• **PROBLEM**
Extract the complete listing and output it unchanged.
::: PROVIDED RECORDS :::
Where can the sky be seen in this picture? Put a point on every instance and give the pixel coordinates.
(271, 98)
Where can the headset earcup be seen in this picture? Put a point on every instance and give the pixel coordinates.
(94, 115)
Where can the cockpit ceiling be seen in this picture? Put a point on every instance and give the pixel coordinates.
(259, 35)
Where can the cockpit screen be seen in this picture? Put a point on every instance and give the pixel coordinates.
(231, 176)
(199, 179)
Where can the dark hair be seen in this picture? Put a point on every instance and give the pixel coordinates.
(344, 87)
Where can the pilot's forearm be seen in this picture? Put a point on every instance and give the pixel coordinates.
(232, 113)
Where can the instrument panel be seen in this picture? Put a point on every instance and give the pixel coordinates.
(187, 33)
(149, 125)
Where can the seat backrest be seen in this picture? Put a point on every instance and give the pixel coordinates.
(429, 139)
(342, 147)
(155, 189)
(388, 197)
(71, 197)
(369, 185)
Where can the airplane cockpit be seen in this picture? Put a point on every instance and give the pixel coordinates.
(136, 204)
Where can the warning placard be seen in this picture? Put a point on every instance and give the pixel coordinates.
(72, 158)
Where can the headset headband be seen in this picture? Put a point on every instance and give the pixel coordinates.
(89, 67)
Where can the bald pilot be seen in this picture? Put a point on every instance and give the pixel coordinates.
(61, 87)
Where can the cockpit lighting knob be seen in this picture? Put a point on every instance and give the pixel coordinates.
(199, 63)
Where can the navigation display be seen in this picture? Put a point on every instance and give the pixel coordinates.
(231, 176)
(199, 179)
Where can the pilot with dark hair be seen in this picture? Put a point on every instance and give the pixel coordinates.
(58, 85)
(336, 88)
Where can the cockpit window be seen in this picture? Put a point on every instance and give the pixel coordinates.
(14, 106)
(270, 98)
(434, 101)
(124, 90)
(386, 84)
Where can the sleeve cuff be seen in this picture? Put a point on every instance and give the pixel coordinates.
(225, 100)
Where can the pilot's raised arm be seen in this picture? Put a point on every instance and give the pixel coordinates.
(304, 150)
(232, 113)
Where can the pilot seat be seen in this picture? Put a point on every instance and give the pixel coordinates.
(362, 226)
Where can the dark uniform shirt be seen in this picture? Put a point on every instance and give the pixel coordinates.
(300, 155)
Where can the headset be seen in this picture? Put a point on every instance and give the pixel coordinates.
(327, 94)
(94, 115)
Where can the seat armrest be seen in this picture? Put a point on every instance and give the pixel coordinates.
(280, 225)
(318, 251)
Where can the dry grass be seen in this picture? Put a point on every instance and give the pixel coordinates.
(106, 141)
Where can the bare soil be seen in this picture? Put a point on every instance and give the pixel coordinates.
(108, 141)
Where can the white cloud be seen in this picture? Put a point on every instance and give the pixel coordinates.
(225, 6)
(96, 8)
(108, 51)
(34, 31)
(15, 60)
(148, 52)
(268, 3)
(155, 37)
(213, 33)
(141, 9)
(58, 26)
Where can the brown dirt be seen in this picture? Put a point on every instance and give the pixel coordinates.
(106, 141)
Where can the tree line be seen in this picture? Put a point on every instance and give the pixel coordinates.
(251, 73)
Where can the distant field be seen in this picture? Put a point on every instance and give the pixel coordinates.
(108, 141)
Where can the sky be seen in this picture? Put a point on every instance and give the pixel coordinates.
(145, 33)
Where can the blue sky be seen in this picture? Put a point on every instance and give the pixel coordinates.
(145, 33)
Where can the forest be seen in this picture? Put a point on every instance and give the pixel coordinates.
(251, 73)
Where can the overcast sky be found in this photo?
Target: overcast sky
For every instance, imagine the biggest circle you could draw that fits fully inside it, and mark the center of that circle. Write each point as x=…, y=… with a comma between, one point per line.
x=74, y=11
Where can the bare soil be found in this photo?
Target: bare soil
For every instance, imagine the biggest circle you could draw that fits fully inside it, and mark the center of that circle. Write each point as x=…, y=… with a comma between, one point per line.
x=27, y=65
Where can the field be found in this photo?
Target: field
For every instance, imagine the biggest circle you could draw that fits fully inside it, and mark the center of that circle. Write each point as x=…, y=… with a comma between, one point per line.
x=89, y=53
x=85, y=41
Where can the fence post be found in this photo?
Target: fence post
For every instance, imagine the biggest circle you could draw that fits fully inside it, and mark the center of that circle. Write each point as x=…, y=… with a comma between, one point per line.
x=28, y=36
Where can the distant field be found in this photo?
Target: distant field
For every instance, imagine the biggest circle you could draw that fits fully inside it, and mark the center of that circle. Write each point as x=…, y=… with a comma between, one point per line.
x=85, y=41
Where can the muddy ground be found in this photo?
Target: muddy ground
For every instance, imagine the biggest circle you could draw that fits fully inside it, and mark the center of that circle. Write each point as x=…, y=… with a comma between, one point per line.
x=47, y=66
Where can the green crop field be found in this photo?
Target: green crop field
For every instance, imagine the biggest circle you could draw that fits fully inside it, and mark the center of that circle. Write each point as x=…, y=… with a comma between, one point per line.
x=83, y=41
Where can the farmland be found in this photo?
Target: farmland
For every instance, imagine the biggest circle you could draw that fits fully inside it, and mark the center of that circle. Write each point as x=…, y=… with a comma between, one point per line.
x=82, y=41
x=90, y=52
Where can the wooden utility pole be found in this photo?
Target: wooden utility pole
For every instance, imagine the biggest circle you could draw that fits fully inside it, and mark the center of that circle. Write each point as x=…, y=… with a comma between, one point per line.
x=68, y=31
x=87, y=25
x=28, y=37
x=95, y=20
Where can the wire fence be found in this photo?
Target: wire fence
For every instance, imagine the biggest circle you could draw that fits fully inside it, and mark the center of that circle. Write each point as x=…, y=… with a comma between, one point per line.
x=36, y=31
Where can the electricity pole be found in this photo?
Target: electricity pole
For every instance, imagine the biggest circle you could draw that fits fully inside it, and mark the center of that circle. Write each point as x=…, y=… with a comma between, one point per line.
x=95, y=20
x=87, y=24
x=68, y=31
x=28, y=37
:::
• **EXERCISE OUTPUT**
Where can the sky be seen in this picture? Put a point on every instance and give the pixel coordinates.
(271, 98)
Where can the headset earcup be seen in this picture? Put a point on every instance and give the pixel coordinates.
(94, 115)
Where can the cockpit ceiling be seen in this picture? Put a point on every instance and give the pixel coordinates.
(259, 35)
Where can the cockpit screen be seen in this picture? Put a point on every instance and give the pixel coordinates.
(231, 176)
(199, 179)
Where can the dark hair be seen in this picture? Put a point on every instance and give the pixel coordinates.
(344, 87)
Where can the pilot's forearm be seen in this picture? Put a point on every instance and give the pixel coordinates.
(232, 113)
Where can the instrument panel be seen in this picture? Put a point on every instance and give the pixel coordinates.
(187, 33)
(149, 125)
Where can the seat backrest be seen in this picture? Put a point on every instance and give the pixel coordinates.
(429, 139)
(342, 147)
(155, 189)
(388, 197)
(71, 197)
(369, 185)
Where can the airplane cockpit be seen in this picture? Put a point on every instance and give the pixel coordinates.
(136, 204)
Where can the warning placard be seen in this picture? Put a point on every instance and give the pixel coordinates.
(72, 158)
Where can the headset headband be seen in this picture? Put a point on every instance and give the pixel coordinates.
(89, 67)
Where can the bald pilot be seen in this picture? Put a point on every instance and give the pixel coordinates.
(61, 87)
Where can the cockpit lighting knob be seen in this picture? Put a point on every instance and give the pixel coordinates.
(199, 63)
Where can the navigation display be seen in this picture? Put a point on every instance and give the pixel coordinates.
(231, 176)
(199, 179)
Where can the pilot with dark hair be seen in this picture? Put a point on every instance and give the pixel coordinates.
(58, 85)
(336, 88)
Where can the cockpit window be seen in this picture? Put a point on every instance and give the pixel coordinates.
(14, 106)
(270, 98)
(434, 101)
(124, 90)
(386, 84)
Where can the sleeve cuff be seen in this picture? Put a point on every instance and give the pixel coordinates.
(225, 100)
Where can the pilot's raised arm be seen in this picture? Put a point on every instance and give the pixel coordinates.
(304, 150)
(232, 113)
Where can the pilot seat be seen in this picture? Put a point on every instance and give the pixel coordinates.
(362, 226)
Where can the dark uniform shirt be seen in this picture? Put a point on every instance and give the pixel coordinates.
(300, 155)
Where can the headset be seen in this picture? Put a point on every instance and give the pixel coordinates.
(327, 94)
(94, 115)
Where can the seat armrest be seen in this picture? Put a point on every instance and give the pixel coordinates.
(280, 225)
(318, 251)
Where can the dry grass be seen in this picture? Put a point on every instance and give the pixel coordinates.
(106, 141)
Where can the bare soil be seen in this picture? Put a point on every instance and give the pixel coordinates.
(108, 141)
Where can the white cloud be seen in this picture? Put a point on every instance and give the pixel coordinates.
(225, 6)
(96, 8)
(108, 51)
(34, 31)
(15, 60)
(148, 52)
(268, 3)
(155, 37)
(213, 33)
(141, 9)
(58, 26)
Where can the brown dirt be seen in this picture? Put a point on every instance and give the pixel coordinates.
(106, 141)
Where can the tree line be seen in this picture? Put a point on every instance and give the pixel coordinates.
(251, 73)
Where can the distant field be seen in this picture? Put a point on every instance and give the pixel coordinates.
(108, 141)
Where can the sky be seen in this picture? Put a point on every instance and give the pixel coordinates.
(145, 33)
Where can the blue sky be seen in this picture? Put a point on every instance and give the pixel coordinates.
(145, 33)
Where can the forest be seen in this picture? Put a point on every instance and give the pixel coordinates.
(251, 73)
Where can the overcast sky be found in this photo?
Target: overcast sky
For every instance, imagine the biggest circle you could draw that fits fully inside it, and mark the center of that circle. Write each point as x=…, y=… with a comma between, one point per line.
x=74, y=11
Where can the bare soil be found in this photo?
Target: bare soil
For every instance, imagine the biggest circle you could draw that fits fully inside it, and mark the center of that circle. Write each point as x=…, y=… with a comma between, one point per line.
x=27, y=65
Where can the field be found in this photo?
Target: field
For every instance, imagine the biggest circle you could draw that fits fully inside it, and mark the center of that circle. Write each point as x=…, y=… with a comma between, one point per line.
x=89, y=53
x=85, y=41
Where can the fence post be found in this photo?
Target: fence post
For every instance, imagine the biggest circle you could draw that fits fully inside it, and mark the center of that circle. Write each point as x=…, y=… with a comma between, one point per line.
x=28, y=36
Where can the distant field be found in this photo?
Target: distant field
For every instance, imagine the biggest circle you could draw that fits fully inside it, and mark the center of that circle. Write each point as x=…, y=… with a comma between, one point per line.
x=85, y=41
Where can the muddy ground be found in this photo?
Target: muddy ground
For every instance, imagine the biggest circle you could draw that fits fully inside it, and mark the center of that circle. Write each point as x=…, y=… with a comma between, one point per line.
x=47, y=66
Where can the green crop field be found in this photo?
Target: green crop field
For every instance, imagine the biggest circle you could draw that fits fully inside it, and mark the center of that circle. Write each point as x=…, y=… with a comma between, one point per line.
x=83, y=41
Where can the farmland be found in this photo?
Target: farmland
For every instance, imagine the biggest circle you could draw that fits fully inside it, and mark the center of that circle. Write each point as x=…, y=… with a comma between, one point per line.
x=82, y=41
x=90, y=52
Where can the wooden utility pole be found in this photo?
Target: wooden utility pole
For every instance, imagine the biggest circle you could draw that fits fully inside it, and mark the center of that circle. Write each point as x=…, y=… with a comma between, one point per line.
x=68, y=31
x=87, y=25
x=28, y=37
x=95, y=20
Where can the wire fence be found in this photo?
Target: wire fence
For every instance, imagine the biggest circle you could draw that fits fully inside it, and mark the center of that circle. Write each point as x=…, y=… with a comma between, one point per line.
x=36, y=31
Where can the electricity pole be found in this photo?
Target: electricity pole
For every instance, imagine the biggest circle you could draw that fits fully inside it, and mark the center of that circle. Write each point as x=…, y=… with a comma between, one point per line.
x=95, y=20
x=87, y=24
x=68, y=31
x=28, y=37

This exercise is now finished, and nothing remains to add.